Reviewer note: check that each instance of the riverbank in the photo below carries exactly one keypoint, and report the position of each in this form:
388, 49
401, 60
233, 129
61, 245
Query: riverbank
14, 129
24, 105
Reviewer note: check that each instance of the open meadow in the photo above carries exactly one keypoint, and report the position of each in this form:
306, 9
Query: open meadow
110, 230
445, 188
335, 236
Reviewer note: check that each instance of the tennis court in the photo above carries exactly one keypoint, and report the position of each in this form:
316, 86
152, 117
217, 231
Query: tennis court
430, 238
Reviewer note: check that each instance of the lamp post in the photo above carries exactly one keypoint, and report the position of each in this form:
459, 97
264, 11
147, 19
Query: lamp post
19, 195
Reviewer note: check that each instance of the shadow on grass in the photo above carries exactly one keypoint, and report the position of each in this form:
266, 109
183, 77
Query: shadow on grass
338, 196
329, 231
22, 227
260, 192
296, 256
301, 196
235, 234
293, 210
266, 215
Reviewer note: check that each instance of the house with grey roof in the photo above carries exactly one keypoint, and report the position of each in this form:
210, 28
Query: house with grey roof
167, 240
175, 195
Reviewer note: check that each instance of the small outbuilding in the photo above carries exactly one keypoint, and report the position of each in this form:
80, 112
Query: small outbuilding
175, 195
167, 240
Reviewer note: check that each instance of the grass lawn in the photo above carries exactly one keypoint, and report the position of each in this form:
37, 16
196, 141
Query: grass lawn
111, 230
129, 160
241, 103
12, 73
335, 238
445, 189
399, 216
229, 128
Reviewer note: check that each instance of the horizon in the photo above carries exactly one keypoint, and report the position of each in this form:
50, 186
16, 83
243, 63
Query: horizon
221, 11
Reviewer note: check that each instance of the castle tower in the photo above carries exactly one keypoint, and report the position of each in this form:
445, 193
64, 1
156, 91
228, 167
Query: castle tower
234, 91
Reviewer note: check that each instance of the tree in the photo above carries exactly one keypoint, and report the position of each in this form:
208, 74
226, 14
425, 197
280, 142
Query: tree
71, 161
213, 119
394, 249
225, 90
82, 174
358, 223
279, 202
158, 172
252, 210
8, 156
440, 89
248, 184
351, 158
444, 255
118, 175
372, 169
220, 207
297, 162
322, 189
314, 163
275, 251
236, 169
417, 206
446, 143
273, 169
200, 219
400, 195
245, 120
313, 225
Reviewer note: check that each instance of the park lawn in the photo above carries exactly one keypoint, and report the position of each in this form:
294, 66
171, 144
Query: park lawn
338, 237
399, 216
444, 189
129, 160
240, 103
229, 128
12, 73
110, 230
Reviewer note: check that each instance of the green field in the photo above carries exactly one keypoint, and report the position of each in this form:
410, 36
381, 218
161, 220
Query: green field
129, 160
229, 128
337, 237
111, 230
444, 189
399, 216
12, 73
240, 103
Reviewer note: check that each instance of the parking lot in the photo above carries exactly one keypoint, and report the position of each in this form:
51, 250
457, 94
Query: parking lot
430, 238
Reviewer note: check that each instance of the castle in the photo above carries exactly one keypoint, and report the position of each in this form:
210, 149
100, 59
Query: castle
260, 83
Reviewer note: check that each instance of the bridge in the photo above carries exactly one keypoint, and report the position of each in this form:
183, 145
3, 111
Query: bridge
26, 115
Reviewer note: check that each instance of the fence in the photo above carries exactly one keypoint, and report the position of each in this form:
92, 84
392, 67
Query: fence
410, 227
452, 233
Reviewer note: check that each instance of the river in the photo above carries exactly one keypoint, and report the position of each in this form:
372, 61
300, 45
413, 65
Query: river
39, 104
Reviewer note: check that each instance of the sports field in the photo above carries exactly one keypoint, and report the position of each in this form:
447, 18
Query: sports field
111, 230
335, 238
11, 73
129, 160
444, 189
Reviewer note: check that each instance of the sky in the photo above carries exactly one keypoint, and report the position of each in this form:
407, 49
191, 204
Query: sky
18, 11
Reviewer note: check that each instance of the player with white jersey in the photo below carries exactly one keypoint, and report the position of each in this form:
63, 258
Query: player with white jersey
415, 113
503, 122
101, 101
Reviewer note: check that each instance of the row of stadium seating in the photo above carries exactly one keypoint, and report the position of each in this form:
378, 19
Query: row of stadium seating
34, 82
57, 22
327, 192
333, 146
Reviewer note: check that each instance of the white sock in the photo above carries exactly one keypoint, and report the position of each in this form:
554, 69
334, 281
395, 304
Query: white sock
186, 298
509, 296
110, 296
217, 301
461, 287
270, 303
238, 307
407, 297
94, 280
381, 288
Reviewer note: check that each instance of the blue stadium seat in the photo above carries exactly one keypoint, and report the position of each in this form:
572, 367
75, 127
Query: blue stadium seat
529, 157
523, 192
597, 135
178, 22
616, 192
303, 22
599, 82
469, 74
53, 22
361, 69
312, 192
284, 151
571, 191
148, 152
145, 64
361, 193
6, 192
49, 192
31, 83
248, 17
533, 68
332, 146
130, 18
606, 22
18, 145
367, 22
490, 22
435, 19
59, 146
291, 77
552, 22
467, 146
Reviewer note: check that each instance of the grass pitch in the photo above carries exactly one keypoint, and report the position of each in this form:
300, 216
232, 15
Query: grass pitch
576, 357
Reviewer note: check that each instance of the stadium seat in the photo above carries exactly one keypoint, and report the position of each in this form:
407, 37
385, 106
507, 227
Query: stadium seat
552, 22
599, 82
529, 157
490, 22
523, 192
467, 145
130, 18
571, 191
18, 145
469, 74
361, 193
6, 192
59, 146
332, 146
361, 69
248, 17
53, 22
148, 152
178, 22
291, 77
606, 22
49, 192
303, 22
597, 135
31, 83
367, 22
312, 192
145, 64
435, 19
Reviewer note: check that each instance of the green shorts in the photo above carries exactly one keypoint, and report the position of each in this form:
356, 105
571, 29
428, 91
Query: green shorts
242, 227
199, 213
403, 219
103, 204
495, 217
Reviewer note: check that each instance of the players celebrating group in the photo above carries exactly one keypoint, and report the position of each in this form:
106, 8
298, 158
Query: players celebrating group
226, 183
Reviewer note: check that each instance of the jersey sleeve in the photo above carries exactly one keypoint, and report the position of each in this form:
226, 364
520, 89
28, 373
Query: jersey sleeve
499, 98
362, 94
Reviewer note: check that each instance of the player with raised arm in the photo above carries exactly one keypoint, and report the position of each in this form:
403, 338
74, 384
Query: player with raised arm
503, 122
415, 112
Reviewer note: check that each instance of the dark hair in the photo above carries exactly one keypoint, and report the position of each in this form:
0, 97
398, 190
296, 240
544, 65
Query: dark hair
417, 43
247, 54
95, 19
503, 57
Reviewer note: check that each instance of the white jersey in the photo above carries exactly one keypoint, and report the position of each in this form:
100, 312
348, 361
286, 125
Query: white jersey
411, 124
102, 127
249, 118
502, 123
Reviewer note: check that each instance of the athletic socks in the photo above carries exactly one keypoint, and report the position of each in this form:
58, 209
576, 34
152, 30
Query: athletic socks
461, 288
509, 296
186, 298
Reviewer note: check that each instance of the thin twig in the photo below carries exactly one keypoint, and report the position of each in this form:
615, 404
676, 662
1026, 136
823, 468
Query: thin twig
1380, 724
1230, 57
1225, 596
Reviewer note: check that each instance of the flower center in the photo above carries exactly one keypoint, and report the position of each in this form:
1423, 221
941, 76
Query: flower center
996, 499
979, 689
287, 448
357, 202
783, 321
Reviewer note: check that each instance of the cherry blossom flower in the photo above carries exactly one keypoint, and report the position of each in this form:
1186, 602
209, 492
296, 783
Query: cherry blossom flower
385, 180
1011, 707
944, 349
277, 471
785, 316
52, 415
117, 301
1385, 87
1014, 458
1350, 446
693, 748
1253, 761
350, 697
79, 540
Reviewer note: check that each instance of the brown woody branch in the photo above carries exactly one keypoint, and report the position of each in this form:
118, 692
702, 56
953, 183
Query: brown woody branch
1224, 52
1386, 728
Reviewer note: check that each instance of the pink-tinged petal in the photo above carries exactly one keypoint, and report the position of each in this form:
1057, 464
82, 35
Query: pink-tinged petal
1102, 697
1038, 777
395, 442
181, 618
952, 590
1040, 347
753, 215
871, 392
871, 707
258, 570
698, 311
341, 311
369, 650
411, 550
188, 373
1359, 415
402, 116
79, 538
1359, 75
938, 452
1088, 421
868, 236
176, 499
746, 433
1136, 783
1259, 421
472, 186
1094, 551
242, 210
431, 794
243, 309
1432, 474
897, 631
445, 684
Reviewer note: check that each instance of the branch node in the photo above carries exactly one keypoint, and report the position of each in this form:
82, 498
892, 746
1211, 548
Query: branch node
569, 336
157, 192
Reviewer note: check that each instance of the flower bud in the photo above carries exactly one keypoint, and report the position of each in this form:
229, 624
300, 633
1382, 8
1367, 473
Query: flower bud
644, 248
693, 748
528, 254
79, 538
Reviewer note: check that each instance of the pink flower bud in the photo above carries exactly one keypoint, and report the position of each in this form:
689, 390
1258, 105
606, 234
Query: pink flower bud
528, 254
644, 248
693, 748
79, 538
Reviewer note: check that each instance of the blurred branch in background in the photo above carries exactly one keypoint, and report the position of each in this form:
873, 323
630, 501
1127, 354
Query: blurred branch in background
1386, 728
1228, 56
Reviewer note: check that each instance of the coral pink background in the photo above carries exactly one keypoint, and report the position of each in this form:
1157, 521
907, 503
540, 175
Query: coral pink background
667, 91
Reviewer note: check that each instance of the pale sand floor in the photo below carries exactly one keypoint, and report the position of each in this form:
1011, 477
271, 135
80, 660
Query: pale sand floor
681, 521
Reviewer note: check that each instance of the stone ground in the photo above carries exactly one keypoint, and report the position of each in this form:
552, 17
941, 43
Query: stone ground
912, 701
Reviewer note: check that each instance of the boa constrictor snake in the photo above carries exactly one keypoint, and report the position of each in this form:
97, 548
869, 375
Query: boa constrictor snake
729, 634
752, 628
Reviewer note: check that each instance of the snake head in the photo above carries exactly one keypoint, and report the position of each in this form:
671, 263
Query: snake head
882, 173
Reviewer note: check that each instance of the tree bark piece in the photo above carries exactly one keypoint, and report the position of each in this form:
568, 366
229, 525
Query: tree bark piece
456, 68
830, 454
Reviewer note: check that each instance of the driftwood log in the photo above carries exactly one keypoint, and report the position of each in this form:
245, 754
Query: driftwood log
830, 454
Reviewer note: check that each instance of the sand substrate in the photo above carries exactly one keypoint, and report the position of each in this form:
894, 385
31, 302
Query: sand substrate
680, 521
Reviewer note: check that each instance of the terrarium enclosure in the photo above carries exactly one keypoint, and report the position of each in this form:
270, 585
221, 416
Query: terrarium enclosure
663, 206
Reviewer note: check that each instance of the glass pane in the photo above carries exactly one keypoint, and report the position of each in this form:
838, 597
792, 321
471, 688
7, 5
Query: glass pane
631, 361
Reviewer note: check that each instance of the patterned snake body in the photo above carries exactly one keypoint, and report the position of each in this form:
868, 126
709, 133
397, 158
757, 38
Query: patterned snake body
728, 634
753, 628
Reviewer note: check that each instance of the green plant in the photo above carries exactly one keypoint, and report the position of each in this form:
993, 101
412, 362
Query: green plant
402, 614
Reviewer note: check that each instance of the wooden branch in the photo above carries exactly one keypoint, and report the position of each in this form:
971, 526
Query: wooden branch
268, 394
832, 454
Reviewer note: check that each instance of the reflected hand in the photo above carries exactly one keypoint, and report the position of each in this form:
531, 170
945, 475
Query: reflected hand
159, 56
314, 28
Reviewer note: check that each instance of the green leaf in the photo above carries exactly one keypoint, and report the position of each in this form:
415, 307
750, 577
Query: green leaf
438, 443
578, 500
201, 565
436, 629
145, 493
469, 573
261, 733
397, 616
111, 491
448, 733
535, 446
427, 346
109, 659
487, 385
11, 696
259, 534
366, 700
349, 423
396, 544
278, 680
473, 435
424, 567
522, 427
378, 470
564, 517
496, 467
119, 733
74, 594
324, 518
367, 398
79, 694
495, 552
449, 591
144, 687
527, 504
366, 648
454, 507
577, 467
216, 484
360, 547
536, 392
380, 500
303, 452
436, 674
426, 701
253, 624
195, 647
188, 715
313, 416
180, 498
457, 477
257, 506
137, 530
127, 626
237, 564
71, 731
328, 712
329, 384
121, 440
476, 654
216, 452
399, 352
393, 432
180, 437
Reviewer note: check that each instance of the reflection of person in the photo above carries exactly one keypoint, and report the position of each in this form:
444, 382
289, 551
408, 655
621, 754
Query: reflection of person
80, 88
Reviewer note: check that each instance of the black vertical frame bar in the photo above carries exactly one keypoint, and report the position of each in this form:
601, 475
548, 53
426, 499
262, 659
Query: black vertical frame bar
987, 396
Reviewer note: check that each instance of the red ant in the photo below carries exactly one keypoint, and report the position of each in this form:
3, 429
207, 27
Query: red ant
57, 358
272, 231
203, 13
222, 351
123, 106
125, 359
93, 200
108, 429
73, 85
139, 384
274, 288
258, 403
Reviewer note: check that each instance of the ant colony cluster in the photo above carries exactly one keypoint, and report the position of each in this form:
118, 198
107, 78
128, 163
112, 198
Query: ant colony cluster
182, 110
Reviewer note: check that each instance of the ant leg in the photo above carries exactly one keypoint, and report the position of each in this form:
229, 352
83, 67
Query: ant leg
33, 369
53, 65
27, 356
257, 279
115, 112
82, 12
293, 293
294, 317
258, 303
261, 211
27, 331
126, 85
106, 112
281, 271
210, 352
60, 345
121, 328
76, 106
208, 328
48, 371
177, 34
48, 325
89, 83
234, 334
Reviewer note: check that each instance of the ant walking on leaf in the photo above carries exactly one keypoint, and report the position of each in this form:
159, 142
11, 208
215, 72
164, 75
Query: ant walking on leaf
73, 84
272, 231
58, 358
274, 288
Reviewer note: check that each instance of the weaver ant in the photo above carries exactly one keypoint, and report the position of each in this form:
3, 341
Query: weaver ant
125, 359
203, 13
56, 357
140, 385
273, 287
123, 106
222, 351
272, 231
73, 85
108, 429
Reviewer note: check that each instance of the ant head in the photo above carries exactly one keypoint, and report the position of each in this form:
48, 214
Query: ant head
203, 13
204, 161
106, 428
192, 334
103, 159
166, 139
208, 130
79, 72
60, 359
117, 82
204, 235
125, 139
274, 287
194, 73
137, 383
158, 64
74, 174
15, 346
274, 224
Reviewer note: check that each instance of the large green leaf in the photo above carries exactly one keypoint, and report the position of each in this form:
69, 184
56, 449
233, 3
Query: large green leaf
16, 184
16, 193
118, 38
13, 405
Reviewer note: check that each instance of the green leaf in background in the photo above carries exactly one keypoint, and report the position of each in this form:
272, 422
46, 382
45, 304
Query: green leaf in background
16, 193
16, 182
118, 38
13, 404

■ ■ ■

What is the number of lines in these records that contain "below"? Reply with the number only.

Completed exercise:
5